• **EXERCISE OBJECTIVE**
Down to the last line, reproduce the records exactly.

[Point localization data]
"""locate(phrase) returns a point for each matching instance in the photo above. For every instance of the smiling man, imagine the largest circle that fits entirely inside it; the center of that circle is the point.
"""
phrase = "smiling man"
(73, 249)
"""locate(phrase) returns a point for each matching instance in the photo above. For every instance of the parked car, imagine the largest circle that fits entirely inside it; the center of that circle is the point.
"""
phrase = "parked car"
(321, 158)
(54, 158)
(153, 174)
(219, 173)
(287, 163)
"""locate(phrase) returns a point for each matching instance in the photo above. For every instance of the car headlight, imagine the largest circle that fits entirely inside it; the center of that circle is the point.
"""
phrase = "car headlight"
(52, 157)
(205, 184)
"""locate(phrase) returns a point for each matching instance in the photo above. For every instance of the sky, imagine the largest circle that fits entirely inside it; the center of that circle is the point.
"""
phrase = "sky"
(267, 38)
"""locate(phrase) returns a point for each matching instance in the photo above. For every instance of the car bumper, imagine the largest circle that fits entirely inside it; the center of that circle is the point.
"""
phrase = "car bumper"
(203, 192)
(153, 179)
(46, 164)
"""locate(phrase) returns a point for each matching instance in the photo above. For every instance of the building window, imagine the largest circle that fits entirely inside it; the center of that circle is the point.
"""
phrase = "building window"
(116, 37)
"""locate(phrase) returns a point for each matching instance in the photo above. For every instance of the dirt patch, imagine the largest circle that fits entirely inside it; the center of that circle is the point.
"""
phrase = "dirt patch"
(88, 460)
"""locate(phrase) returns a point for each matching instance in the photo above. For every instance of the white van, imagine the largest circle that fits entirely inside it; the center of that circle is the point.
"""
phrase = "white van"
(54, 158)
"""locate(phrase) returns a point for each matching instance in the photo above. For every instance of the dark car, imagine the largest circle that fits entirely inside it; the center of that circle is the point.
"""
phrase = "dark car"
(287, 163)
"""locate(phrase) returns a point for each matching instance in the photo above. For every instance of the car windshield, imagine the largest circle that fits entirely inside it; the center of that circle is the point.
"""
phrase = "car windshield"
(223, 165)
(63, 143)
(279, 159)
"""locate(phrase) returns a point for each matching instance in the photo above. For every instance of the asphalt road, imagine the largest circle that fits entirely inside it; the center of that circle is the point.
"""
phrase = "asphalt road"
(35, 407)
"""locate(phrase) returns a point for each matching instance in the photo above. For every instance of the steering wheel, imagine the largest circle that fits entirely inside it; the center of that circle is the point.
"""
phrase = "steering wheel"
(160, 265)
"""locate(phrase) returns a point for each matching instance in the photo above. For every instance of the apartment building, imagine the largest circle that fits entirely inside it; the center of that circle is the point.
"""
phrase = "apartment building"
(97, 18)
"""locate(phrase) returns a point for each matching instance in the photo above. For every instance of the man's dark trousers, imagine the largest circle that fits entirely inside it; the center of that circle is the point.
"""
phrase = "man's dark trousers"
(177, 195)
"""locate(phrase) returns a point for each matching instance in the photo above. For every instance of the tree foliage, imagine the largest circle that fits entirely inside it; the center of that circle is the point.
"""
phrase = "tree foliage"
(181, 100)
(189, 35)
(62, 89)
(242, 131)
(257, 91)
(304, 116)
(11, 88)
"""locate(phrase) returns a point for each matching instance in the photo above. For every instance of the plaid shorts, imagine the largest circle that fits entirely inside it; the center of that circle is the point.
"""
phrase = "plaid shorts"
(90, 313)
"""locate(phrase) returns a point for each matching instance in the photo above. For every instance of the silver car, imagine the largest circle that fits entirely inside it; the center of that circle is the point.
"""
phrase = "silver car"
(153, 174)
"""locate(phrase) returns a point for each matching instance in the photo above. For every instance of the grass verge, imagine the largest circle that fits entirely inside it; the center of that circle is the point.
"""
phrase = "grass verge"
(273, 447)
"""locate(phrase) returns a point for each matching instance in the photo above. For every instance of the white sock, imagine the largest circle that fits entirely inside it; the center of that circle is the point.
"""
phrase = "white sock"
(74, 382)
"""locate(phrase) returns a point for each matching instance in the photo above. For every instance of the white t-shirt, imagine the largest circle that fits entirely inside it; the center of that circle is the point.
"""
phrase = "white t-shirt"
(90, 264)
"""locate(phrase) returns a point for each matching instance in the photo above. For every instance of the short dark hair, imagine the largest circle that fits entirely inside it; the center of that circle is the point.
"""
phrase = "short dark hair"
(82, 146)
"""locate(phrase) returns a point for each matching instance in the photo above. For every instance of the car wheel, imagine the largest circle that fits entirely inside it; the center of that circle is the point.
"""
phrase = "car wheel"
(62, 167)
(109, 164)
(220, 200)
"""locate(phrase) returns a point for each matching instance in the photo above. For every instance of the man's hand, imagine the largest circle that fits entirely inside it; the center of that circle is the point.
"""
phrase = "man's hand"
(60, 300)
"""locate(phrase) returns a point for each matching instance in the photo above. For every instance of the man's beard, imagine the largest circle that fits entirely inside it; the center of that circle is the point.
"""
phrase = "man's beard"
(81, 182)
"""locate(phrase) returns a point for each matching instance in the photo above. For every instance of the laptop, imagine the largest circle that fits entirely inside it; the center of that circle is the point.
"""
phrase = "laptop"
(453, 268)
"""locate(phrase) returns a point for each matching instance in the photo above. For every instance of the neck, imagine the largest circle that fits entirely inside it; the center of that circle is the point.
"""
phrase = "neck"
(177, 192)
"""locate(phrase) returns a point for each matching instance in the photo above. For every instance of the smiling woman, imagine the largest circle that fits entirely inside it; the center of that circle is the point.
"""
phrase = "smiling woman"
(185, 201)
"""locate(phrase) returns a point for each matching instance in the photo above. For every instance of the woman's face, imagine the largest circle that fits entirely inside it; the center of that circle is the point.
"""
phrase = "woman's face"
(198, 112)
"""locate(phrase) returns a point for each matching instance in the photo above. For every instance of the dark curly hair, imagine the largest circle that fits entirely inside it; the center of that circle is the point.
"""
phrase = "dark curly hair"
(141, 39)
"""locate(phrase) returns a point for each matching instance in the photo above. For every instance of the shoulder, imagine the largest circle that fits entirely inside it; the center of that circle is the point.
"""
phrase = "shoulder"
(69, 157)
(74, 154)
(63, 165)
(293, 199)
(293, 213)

• **RESPONSE BOX**
"""locate(phrase) returns a point for each matching instance in the photo above. For every instance of the smiling man, imagine the largest circle that fits entirely inside it; the center of that circle is the point.
"""
phrase = "smiling man"
(73, 249)
"""locate(phrase) returns a point for each matching instance in the photo above. For every instance of the parked car, imagine the largest circle that fits entirely inside it; the center of that circle is the point.
"""
phrase = "parked car"
(321, 158)
(54, 158)
(153, 174)
(219, 173)
(287, 163)
"""locate(phrase) returns a point for each matching instance in the photo above. For every instance of the car headlight, imagine the largest circle that fits entirely inside it; the center of that circle is the point.
"""
phrase = "car headlight"
(52, 157)
(205, 184)
"""locate(phrase) returns a point for each matching instance in the photo above. For every instance of the sky, imagine the largest circle that fits entirely inside it; the center of that circle is the point.
"""
phrase = "sky"
(267, 38)
"""locate(phrase) returns a point for each matching instance in the photo above. For every instance of the car bumper, imagine the largest circle that fits entirely inside it; the center of that circle is the point.
"""
phrase = "car bumper"
(203, 192)
(153, 179)
(46, 164)
"""locate(phrase) returns a point for each matching instance in the photo above. For every instance of the building window, imagine the largest circle that fits entirely inside it; the center of that circle is the point.
"""
phrase = "building window"
(116, 37)
"""locate(phrase) returns a point for each matching instance in the photo above. For every instance of the dirt patch, imagine the largest circle that fits entirely inside it; the center of that circle is the point.
"""
phrase = "dirt patch"
(88, 460)
"""locate(phrase) returns a point for each matching instance in the photo above. For every instance of the white van, imagine the largest circle that fits entirely inside it; the center of that circle is the point.
"""
phrase = "white van"
(54, 158)
"""locate(phrase) returns a point for each matching instance in the photo above. For every instance of the dark car, imagine the largest circle that fits entirely inside it; the center of that circle is the point.
"""
phrase = "dark car"
(287, 163)
"""locate(phrase) returns a point for each matching instance in the photo above. For every instance of the car windshield, imagine the largest circle that fits entirely inside it; the center of that circle is the point.
"""
phrase = "car windshield"
(223, 165)
(63, 143)
(279, 159)
"""locate(phrase) returns a point for each matching instance in the photo above. For every instance of the asphalt road, imagine the largest circle that fits entirely inside it; the center of that circle is the point.
"""
phrase = "asphalt road"
(35, 407)
"""locate(phrase) returns a point for each matching instance in the photo above. For every instance of the steering wheel, imagine the largest circle that fits entirely inside it; the center of that circle is the point.
"""
phrase = "steering wheel"
(160, 265)
"""locate(phrase) returns a point for each matching instance in the photo above. For every instance of the apartment building, imagine the largest circle that fits entirely inside it; the center of that circle is the point.
"""
phrase = "apartment building"
(97, 18)
"""locate(phrase) returns a point for each matching instance in the photo above. For every instance of the man's dark trousers, imagine the largest circle that fits entirely inside it; the center of that circle is the point.
"""
phrase = "man's dark trousers"
(177, 195)
"""locate(phrase) returns a point for each matching instance in the photo above. For every instance of the tree foliage, imagine the largest circle that fits entirely inside it; the center of that circle is the point.
"""
phrase = "tree foliage"
(181, 100)
(189, 35)
(62, 89)
(242, 131)
(257, 91)
(304, 116)
(11, 88)
"""locate(phrase) returns a point for each matching instance in the photo above. For every instance of the plaid shorts, imagine the largest circle that fits entirely inside it; the center of that circle is the point.
"""
phrase = "plaid shorts"
(90, 313)
"""locate(phrase) returns a point for each matching instance in the photo above. For every instance of the silver car, imagine the largest circle that fits entirely inside it; the center of that circle is the point.
"""
phrase = "silver car"
(153, 174)
"""locate(phrase) returns a point for each matching instance in the photo above. For every instance of the grass verge, imagine the largest circle that fits entirely inside it; the center of that circle is the point.
"""
phrase = "grass verge"
(273, 447)
"""locate(phrase) returns a point for each matching instance in the photo above. For every instance of the white sock, imagine the largest circle that fits entirely inside it; the center of that circle is the point.
"""
phrase = "white sock"
(74, 382)
"""locate(phrase) returns a point for each matching instance in the photo above. For every instance of the white t-shirt, imagine the largest circle that fits entirely inside it; the center of that circle is the point.
"""
phrase = "white t-shirt"
(90, 264)
"""locate(phrase) returns a point for each matching instance in the photo above. For every instance of the short dark hair, imagine the largest circle that fits entirely inside it; the center of that circle is the point.
"""
phrase = "short dark hair"
(82, 146)
"""locate(phrase) returns a point for each matching instance in the photo above. For every instance of the car wheel, imagine the largest circle that fits entirely inside it; the center of that circle is the point.
"""
phrase = "car wheel"
(62, 167)
(109, 164)
(220, 200)
"""locate(phrase) returns a point for each matching instance in the photo above. For every instance of the man's hand, imagine the largest circle that fits entirely inside it; the center of that circle is the point.
"""
phrase = "man's hand"
(60, 300)
"""locate(phrase) returns a point for each matching instance in the photo above. For every instance of the man's beard, imagine the largest circle that fits entirely inside it; the center of that circle is the point.
"""
phrase = "man's beard"
(81, 182)
"""locate(phrase) returns a point for each matching instance in the photo above. For every instance of the laptop, imagine the largest circle that fits entirely inside it; the center of that circle is the point.
"""
phrase = "laptop"
(453, 268)
"""locate(phrase) returns a point for each matching instance in the photo above. For every instance of the neck, imagine the largest circle that fits entirely inside it; the center of that circle is the point.
"""
phrase = "neck"
(177, 192)
"""locate(phrase) returns a point for each matching instance in the photo above. For every instance of the smiling woman, imagine the largest circle that fits entirely inside it; the center of that circle is the point.
"""
phrase = "smiling woman"
(185, 201)
"""locate(phrase) returns a point for each matching instance in the photo above. For every instance of the woman's face, imagine the largest circle that fits entirely inside it; the center of that circle is the point.
"""
phrase = "woman's face"
(198, 112)
"""locate(phrase) returns a point for each matching instance in the photo above. For every instance of the dark curly hair, imagine the largest circle that fits entirely inside it; the center of that circle is the point.
"""
phrase = "dark curly hair"
(141, 39)
"""locate(phrase) returns a point for each matching instance in the photo above. For every instance of the shoulder, imagine the largest circle that fits entirely inside it; the center of that circle is the point.
"""
phrase = "shoulder"
(69, 157)
(74, 154)
(63, 165)
(293, 199)
(293, 213)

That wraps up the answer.